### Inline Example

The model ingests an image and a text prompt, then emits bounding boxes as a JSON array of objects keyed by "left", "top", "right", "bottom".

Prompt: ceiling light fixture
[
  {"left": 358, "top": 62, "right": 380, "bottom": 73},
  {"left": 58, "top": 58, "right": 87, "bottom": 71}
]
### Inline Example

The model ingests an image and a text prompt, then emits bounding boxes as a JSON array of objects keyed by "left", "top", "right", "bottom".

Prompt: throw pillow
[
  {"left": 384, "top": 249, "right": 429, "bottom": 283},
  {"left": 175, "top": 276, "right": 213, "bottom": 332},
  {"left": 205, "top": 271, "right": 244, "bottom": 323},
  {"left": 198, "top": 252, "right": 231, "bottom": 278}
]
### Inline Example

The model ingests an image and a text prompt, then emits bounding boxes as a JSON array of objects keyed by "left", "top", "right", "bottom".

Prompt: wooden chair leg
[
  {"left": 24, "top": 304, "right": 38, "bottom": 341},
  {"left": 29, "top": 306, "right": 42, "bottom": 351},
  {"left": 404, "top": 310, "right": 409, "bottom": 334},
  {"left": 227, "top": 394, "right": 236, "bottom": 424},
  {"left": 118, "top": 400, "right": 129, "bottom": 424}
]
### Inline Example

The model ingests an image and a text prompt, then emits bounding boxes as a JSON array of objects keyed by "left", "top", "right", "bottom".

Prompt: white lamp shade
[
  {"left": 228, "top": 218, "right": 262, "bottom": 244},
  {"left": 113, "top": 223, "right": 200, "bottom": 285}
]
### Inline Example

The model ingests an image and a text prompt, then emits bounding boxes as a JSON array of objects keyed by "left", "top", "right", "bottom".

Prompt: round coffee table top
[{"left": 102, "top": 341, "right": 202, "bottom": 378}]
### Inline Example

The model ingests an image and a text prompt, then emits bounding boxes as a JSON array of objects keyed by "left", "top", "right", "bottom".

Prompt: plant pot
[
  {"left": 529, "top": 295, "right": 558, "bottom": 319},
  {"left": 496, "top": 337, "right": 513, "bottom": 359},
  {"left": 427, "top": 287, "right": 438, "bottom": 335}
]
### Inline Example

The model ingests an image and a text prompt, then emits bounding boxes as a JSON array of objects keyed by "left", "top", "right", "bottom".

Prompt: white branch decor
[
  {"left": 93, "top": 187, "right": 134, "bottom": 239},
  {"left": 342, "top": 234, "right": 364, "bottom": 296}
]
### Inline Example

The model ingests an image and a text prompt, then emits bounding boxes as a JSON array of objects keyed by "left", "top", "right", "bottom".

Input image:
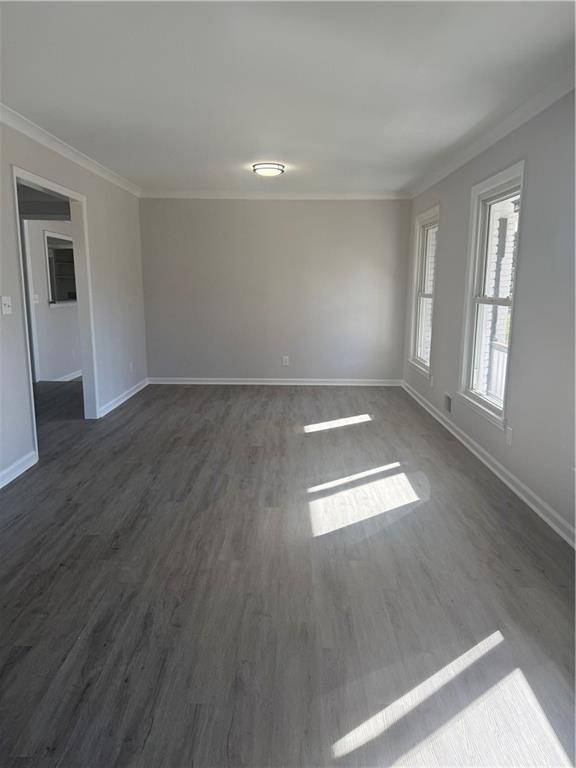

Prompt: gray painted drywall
[
  {"left": 404, "top": 92, "right": 574, "bottom": 536},
  {"left": 24, "top": 221, "right": 82, "bottom": 381},
  {"left": 140, "top": 196, "right": 410, "bottom": 379},
  {"left": 0, "top": 125, "right": 146, "bottom": 472}
]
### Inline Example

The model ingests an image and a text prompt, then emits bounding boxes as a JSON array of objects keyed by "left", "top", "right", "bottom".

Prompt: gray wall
[
  {"left": 141, "top": 199, "right": 410, "bottom": 379},
  {"left": 24, "top": 221, "right": 82, "bottom": 381},
  {"left": 404, "top": 92, "right": 574, "bottom": 536},
  {"left": 0, "top": 125, "right": 146, "bottom": 472}
]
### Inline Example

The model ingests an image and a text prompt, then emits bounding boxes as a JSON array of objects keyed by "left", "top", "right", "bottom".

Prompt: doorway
[{"left": 14, "top": 168, "right": 98, "bottom": 451}]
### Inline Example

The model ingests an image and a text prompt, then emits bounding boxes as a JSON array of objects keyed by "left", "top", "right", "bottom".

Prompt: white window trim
[
  {"left": 408, "top": 205, "right": 440, "bottom": 380},
  {"left": 457, "top": 160, "right": 524, "bottom": 430}
]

• **Aim of the task**
State how many lines of the records above contain the string "gray", with case taken into account. Give only the number.

• **Worked answer**
2